What the exercise asks: Omit every picture while repeating the entries exactly.

Information given:
*** Block opens ***

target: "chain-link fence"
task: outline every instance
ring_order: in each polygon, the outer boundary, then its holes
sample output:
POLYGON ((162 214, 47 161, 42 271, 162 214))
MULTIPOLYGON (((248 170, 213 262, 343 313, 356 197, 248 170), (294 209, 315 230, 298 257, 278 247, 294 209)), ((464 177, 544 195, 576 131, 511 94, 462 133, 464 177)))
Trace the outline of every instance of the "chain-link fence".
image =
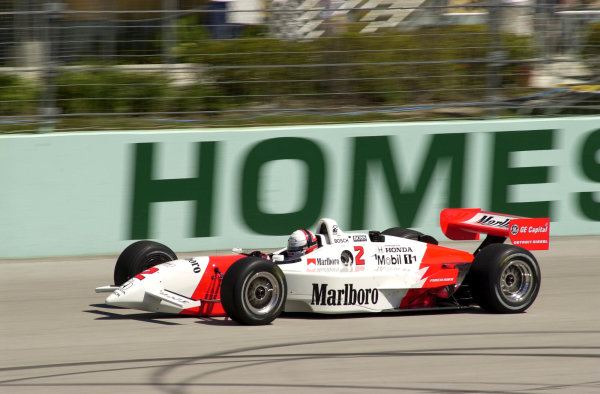
POLYGON ((0 130, 597 114, 600 0, 0 0, 0 130))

*** Block closes ***

Expected answer:
target: "chain-link fence"
task: outline every instance
ring_order: in each polygon, the outer boundary, then its holes
sample output:
POLYGON ((162 214, 47 161, 42 271, 162 214))
MULTIPOLYGON (((248 170, 213 262, 343 313, 356 197, 248 170), (294 209, 315 230, 298 257, 278 247, 294 209)), ((464 177, 544 195, 576 131, 511 94, 462 133, 464 177)))
Trace the outline of every instance of the "chain-link fence".
image =
POLYGON ((0 130, 597 114, 600 0, 0 0, 0 130))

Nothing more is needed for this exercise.